## To be done
Copy the listing below word for word, from its first line through the line containing "x=50, y=156", inclusive. Leave the pictures out of your copy.
--*--
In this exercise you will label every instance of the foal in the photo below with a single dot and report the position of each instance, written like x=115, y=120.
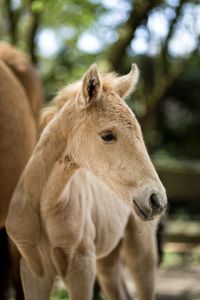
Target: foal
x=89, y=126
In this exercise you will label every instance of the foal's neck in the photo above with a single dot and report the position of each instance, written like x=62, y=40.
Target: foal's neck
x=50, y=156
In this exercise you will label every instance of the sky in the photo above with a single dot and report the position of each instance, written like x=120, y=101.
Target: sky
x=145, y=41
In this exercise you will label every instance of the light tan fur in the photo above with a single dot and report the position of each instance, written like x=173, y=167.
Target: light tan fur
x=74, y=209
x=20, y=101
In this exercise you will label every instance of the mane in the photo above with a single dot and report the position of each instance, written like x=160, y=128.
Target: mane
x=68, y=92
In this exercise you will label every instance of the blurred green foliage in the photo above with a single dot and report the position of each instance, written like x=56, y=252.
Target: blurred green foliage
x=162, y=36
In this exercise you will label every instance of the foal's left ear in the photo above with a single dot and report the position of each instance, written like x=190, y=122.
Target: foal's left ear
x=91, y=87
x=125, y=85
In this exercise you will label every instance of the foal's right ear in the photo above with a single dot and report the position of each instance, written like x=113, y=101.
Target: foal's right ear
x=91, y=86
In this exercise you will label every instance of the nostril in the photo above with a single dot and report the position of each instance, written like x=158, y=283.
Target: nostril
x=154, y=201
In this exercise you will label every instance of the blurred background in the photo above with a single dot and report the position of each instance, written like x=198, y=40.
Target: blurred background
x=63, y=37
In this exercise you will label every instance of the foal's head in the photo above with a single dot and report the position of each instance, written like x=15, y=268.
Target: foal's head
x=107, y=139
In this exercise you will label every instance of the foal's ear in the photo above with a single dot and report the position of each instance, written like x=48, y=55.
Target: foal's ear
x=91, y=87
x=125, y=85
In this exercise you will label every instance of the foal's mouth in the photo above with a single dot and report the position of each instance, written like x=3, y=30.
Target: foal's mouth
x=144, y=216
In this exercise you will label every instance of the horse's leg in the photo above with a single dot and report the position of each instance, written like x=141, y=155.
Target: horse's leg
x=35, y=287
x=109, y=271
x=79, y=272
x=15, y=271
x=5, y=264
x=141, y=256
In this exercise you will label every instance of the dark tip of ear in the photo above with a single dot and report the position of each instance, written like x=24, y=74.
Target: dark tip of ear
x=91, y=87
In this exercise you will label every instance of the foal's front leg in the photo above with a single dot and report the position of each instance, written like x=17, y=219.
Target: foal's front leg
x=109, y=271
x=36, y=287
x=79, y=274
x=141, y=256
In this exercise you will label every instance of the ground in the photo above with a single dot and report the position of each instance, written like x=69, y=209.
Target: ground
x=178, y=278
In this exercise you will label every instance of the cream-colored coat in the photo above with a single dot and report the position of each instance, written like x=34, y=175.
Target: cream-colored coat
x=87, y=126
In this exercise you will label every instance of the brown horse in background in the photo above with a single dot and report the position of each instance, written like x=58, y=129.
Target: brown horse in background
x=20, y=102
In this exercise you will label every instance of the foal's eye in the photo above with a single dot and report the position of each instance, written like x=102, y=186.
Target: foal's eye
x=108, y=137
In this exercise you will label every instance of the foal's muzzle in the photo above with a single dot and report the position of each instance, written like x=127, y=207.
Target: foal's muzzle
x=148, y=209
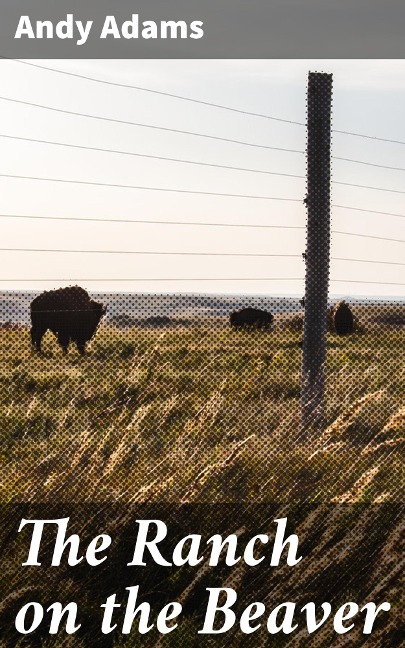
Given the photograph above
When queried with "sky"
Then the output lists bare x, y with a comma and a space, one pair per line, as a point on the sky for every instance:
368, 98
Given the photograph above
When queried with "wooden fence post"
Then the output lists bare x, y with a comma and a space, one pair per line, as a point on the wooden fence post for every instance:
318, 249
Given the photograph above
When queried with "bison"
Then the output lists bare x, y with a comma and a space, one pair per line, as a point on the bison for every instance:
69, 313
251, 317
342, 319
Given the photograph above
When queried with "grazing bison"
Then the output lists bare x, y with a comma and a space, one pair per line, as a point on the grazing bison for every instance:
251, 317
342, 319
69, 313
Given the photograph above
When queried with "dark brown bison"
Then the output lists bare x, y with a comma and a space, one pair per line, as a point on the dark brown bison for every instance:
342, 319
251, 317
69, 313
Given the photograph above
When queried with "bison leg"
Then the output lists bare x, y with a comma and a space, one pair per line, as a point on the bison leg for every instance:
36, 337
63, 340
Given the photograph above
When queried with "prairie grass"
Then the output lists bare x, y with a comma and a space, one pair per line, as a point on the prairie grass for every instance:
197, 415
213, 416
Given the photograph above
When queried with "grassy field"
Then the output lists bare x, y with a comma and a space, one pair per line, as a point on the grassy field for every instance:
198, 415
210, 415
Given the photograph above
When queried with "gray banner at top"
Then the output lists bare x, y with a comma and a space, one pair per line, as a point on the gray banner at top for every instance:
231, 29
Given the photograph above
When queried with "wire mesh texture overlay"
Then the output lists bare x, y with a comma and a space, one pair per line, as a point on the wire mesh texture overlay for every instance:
--*--
## Solution for this exercise
In this exercise you will label every instance of the foal in the photo below with a single dot and report the position of each instance, written like x=115, y=120.
Target: foal
x=89, y=126
In this exercise you will label every instance of the foal's neck in the photo above with a single dot and report the position of each instance, written like x=62, y=40.
Target: foal's neck
x=50, y=156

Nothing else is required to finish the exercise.